*Task statement*. Edit the listing below by changing every "match analytics" to "game analytics" and leaving all else unchanged. Leave the pictures out of your answer.

<<<<

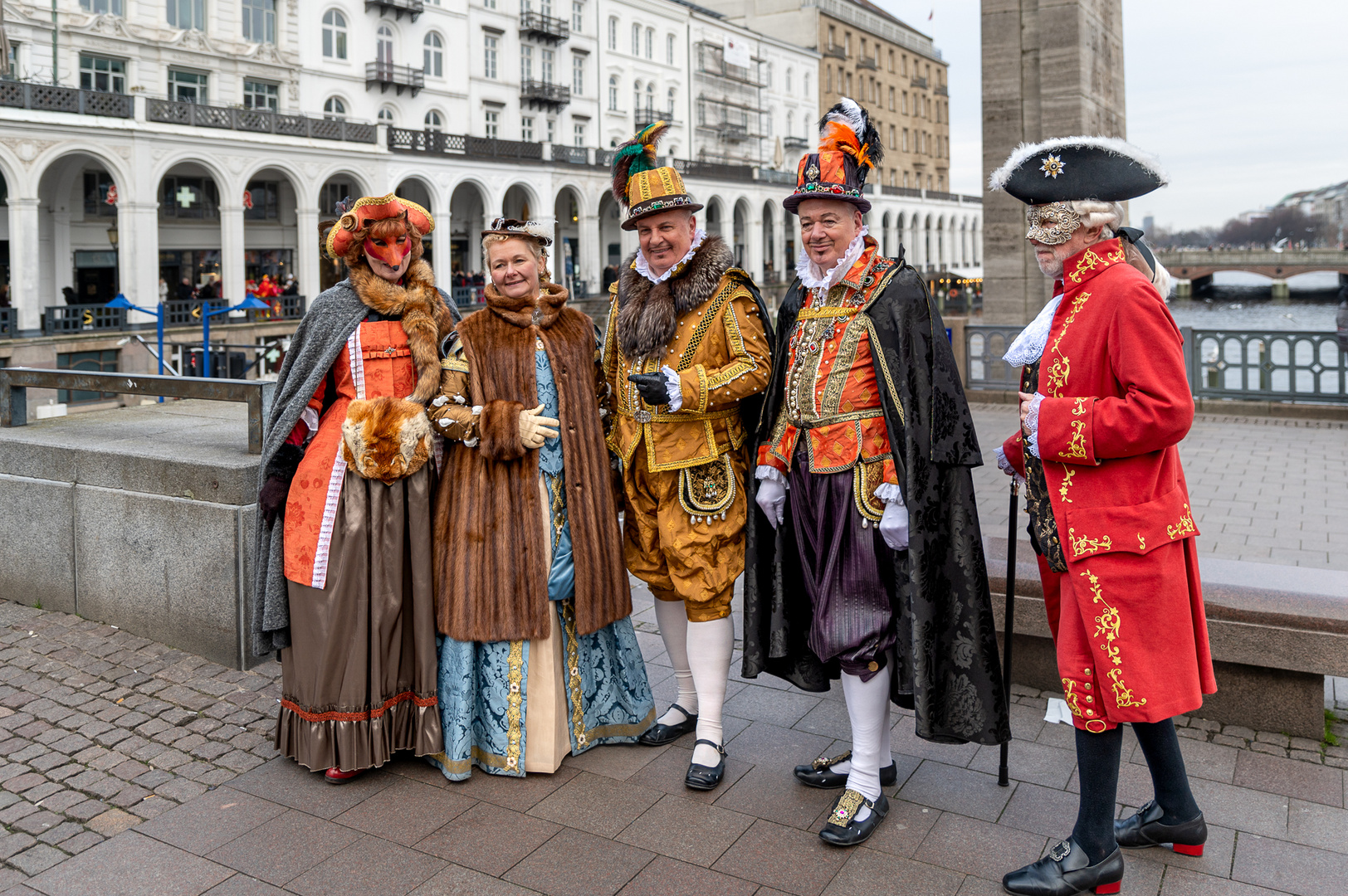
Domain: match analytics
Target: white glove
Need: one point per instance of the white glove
(771, 500)
(894, 526)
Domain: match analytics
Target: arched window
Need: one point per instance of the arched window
(433, 56)
(335, 36)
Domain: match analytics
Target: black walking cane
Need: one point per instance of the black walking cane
(1010, 621)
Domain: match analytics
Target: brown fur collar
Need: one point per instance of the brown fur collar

>>>>

*Exercise result*.
Domain: game analytics
Target: white glove
Need: one point per instance of the white glove
(771, 500)
(894, 526)
Domain: game analytics
Target: arched window
Need: one point per instance of the arched window
(433, 56)
(335, 36)
Domain: game analytics
Target: black walking cane
Need: one point per instance of the black walking cane
(1010, 621)
Domain: game analytics
Target: brown fur collar
Need: one point per instance of the brown fur collar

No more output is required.